Aphrodite

Roman name: Venus

Epithets: Cypris (Lady of Cyprus), Cythereia (Lady of Cythera, an island off the southern coast of the Peloponnese), Paphian (Lady of Paphos, a town on Crete), Urania (Daughter of Uranus), Smile-loving goddess, Goddess of smiles and deceit

Symbols: doves

Goddess of erotic love and beauty

The Birth of Venus
The Birth of Venus in the Casa della Venere in Conchiglia in Pompeii

Two Stories on the Birth of Aphrodite

Aphrodite has two origins. Hesiod says that Aphrodite came from the frothy mix of sea foam and Uranus’ genitals when Cronus dismembered his father [see Origins]. She washed ashore either at the city of Paphos on Cyprus (accounting for her epithets Cypris and Paphian) or on the island Cythera (thus the epithet Cythereia).  Paphos was also the site of Aphrodite’s main temple on Cyprus.  Homer calls Aphrodite the daughter of Zeus and Dione, who was either a Titan or one of the daughters of Oceanus.  The name, Dione, is also the feminine form of Zeus’ name.

Aphrodite
Aphrodite rising from the sea with the help of her attendants on the Ludovisi Throne in the Palazzo Altemps in Rome

Aphrodite’s Unhappy Marriage

Aphrodite was married to the blacksmith god, Hephaestus, but the two never had any children. This is not to say Aphrodite never had children, in fact she had several children from her long-standing affair with the war god, Ares. Together they had Harmonia (who was married to the Theban King, Cadmus), Eros (known as Cupid in Latin), Phobus (Panic), and Deimus (Fear). Hephaestus was not happy when he learned of this affair and trapped the lovers in a net [see Hephaestus].

Aphrodite and Adonis

Aphrodite also had notable mortal lovers, including Adonis and Anchises. Adonis was a handsome young man and Aphrodite fell deeply in love with him. Persephone was also in love with Adonis, so they went to Zeus to decide which one would have the youth’s love [see Persephone]. Zeus split the time into three parts.  He gave one to each goddess and one to Adonis himself to decide where to spend it. Adonis chose to spend his portion of the year with Aphrodite. The deal did not last long though, because Adonis was quite fond of hunting. On a boar hunt, he was gored by the animal and died. Aphrodite was distraught and she induced an anemone to grow from Adonis’ blood.

- **EXERCISE INSTRUCTIONS**
1: In the text on Aphrodite, who does Homer say her parents were?
2: Retype the Aphrodite text word for word, starting at "Aphrodite also had" and ending at "from Adonis’ blood.".
3: Write what comes next in the text on Aphrodite, picking up after its last sentence.

- **DATA**

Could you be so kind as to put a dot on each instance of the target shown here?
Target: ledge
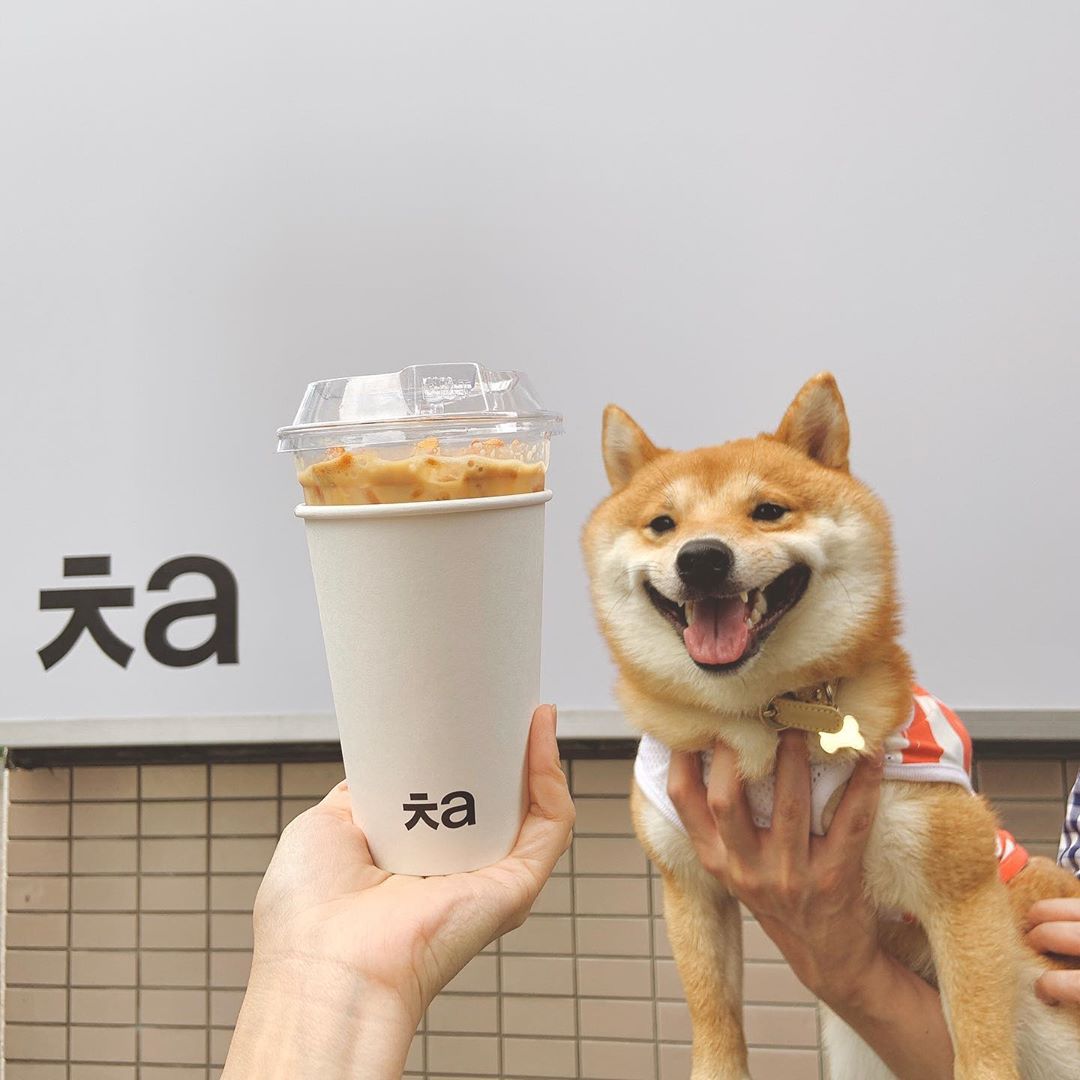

- **TASK RESULTS**
1: Zeus and Dione.

2:
Aphrodite also had notable mortal lovers, including Adonis and Anchises. Adonis was a handsome young man and Aphrodite fell deeply in love with him. Persephone was also in love with Adonis, so they went to Zeus to decide which one would have the youth’s love [see Persephone]. Zeus split the time into three parts.  He gave one to each goddess and one to Adonis himself to decide where to spend it. Adonis chose to spend his portion of the year with Aphrodite. The deal did not last long though, because Adonis was quite fond of hunting. On a boar hunt, he was gored by the animal and died. Aphrodite was distraught and she induced an anemone to grow from Adonis’ blood.

3:
Aphrodite and Anchises

Anchises was a young Trojan nobleman who tended to herds on Mount Ida. Zeus was angry at Aphrodite for making the gods, especially himself, fall in love with mortals and make fools of themselves pursuing them, so he caused Aphrodite to fall madly in love with Anchises. After she consummated her love for Anchises, Aphrodite made him promise never to tell anyone they slept together, on pain of a thunderbolt from Zeus. (This story is told in the Homeric Hymn to Aphrodite.) But apparently, Anchises could not keep his promise.  The next time we see Anchises, in the Aeneid, he is lame from having been struck by Zeus’ thunderbolt. Anchises clearly did not die from this punishment, but he seems to have been crippled for the rest of his life. The product of their union was Aeneas, whom Aphrodite saved multiple times from death during the Trojan War.

Aphrodite’s Anger

Like other gods, Aphrodite would punish anyone, mortal or god, for slights against her. Theseus’ son Hippolytus became a devotee of the virgin goddess, Artemis, and thus shunned the pleasures of the flesh. This angered Aphrodite, who felt that Hippolytus did not worship her sufficiently. To get back at Hippolytus, she caused his death by making his step-mother, Phaedra, fall in love with him [see Theseus]. She also punished Eos (the goddess of the dawn) for having an affair with Ares by making her fall in love with mortal after mortal.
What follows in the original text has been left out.